Start

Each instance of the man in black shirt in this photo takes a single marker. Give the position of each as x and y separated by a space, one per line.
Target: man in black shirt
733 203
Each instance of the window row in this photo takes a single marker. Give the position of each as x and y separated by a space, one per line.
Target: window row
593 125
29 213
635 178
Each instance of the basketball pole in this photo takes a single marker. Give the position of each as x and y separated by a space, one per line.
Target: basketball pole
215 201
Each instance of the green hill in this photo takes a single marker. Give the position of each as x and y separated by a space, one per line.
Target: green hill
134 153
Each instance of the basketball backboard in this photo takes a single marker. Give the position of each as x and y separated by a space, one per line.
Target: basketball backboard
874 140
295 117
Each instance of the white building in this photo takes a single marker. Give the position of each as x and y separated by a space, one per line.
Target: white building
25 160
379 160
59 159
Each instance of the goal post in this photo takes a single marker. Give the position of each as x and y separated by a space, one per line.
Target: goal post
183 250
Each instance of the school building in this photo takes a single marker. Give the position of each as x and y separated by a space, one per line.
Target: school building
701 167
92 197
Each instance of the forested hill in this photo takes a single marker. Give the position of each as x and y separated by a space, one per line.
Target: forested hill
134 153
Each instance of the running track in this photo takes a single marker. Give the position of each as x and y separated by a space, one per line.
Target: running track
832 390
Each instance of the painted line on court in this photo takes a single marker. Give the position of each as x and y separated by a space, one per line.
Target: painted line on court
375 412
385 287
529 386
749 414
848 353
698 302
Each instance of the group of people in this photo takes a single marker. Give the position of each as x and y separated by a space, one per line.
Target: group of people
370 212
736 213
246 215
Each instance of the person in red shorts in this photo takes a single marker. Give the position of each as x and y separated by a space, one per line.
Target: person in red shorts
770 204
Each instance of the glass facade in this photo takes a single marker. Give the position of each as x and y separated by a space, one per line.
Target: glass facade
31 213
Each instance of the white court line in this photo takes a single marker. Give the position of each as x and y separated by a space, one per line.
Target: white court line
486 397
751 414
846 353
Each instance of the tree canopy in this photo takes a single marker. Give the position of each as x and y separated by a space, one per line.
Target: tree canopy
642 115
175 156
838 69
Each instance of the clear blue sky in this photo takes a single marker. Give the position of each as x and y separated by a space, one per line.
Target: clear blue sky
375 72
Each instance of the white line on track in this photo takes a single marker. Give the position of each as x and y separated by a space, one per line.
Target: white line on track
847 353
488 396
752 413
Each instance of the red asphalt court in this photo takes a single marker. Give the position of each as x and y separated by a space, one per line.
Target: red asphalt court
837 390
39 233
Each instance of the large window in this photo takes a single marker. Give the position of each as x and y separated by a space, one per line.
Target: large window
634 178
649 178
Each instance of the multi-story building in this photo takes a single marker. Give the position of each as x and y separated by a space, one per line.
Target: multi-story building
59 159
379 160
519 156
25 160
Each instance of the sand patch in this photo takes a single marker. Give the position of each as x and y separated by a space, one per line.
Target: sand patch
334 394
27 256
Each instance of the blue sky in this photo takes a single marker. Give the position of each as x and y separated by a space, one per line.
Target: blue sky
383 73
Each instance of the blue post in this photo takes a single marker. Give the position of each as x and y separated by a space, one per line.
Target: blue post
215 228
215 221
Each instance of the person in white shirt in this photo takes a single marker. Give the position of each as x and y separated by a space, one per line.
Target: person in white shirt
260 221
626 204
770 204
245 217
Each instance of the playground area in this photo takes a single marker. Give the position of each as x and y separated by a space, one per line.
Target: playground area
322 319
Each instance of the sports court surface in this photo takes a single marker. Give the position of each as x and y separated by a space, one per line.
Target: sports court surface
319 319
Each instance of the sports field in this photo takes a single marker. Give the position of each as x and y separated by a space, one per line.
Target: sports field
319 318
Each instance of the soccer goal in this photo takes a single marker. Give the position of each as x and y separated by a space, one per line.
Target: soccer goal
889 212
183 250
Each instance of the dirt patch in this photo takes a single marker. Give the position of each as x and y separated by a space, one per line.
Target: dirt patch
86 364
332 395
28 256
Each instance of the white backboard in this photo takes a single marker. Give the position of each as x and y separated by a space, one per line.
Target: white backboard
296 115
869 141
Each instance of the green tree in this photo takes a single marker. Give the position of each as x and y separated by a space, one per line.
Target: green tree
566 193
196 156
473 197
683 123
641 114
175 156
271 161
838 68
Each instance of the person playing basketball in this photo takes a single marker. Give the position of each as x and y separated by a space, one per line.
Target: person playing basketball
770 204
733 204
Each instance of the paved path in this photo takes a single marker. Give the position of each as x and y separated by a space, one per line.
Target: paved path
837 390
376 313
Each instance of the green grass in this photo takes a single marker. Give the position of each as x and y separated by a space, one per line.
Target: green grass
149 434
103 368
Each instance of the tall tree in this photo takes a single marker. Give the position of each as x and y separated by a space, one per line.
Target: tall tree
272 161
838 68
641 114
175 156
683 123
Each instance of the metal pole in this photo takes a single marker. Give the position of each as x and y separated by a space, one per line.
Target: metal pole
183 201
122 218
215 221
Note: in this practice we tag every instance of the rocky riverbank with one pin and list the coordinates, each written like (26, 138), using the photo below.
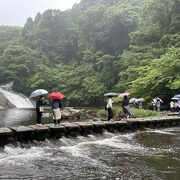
(4, 103)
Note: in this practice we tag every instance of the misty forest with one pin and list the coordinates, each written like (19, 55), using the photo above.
(96, 47)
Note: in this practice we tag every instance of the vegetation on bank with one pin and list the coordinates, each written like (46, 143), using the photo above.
(118, 113)
(96, 47)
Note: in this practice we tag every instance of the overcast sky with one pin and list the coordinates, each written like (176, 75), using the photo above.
(15, 12)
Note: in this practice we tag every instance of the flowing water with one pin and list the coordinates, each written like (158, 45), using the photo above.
(144, 155)
(151, 154)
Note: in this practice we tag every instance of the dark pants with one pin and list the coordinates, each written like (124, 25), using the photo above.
(110, 114)
(39, 116)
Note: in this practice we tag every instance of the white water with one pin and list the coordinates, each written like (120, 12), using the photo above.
(18, 100)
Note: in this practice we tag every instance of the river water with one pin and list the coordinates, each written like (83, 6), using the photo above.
(146, 155)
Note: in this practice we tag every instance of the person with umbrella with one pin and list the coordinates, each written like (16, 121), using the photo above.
(38, 95)
(39, 109)
(109, 108)
(56, 106)
(126, 109)
(108, 105)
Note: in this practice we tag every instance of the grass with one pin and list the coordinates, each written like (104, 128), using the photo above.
(118, 113)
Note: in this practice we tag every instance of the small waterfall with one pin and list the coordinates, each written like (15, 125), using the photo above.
(18, 100)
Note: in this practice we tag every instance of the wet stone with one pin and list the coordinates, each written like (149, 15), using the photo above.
(23, 133)
(41, 132)
(56, 131)
(86, 127)
(72, 128)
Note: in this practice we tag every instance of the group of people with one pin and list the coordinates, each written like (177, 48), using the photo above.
(56, 109)
(156, 104)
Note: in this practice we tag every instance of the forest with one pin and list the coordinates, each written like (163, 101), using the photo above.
(96, 47)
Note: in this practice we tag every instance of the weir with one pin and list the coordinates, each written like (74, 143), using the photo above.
(47, 131)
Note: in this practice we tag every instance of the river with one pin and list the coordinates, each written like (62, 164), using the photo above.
(146, 155)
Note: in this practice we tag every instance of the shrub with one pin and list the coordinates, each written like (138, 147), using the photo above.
(118, 113)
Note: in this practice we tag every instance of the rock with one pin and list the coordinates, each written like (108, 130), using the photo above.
(4, 103)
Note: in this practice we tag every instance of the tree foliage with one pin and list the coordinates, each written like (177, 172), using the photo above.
(96, 47)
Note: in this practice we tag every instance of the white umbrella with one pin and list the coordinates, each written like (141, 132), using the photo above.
(38, 92)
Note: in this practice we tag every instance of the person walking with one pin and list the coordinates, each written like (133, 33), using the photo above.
(109, 108)
(39, 109)
(56, 108)
(126, 108)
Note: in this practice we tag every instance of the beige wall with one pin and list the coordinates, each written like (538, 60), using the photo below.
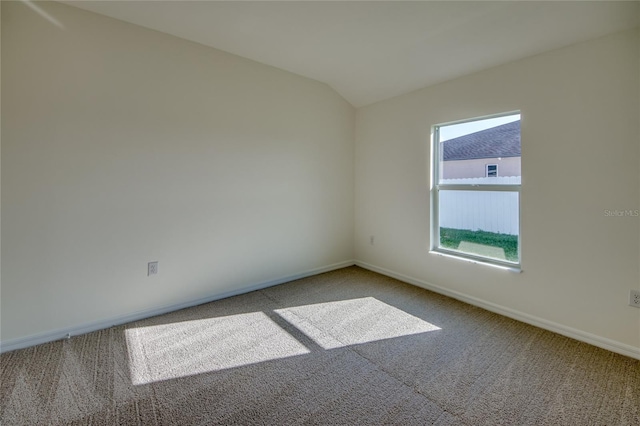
(580, 151)
(458, 169)
(122, 145)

End

__TO BE DONE__:
Quote verbatim every line starting at the line that contains "Note: in this practice we tag every instance of the weir" and ending with the last line of the records; omit all pictures.

__COMPLETED EXERCISE__:
Note: in this practice we tag every instance of the weir with one pin and list the coordinates, each written like (74, 143), using the photo above.
(47, 131)
Note: in this practice we tag every instance of the river with one pin and list the coordinates, each written like (62, 164), using the photo above.
(146, 155)
Note: in this practice we tag every instance of the shrub with one pin and list the coordinates, each written like (138, 147), using the photo above.
(118, 113)
Note: in this practice we tag every instance of the rock with one pin and list the coordinates, each written like (108, 130), using the photo above.
(4, 103)
Note: in this practice we tag every instance of the tree foliage with one pin and list the coordinates, each written like (177, 172), using the photo above.
(96, 47)
Note: in this practice we tag every instance of the white umbrella with one pin and list the coordinates, each written like (141, 132), using the photo above.
(38, 92)
Note: in this practice we tag every instance of the person walking with one pin and list the coordinates, each written like (133, 33), using the photo above.
(109, 108)
(39, 109)
(56, 108)
(126, 108)
Note: in this practice we tag every instance of the beige wall with one pin and list the coordinates, each written like (538, 60), using the photo below.
(580, 151)
(458, 169)
(122, 145)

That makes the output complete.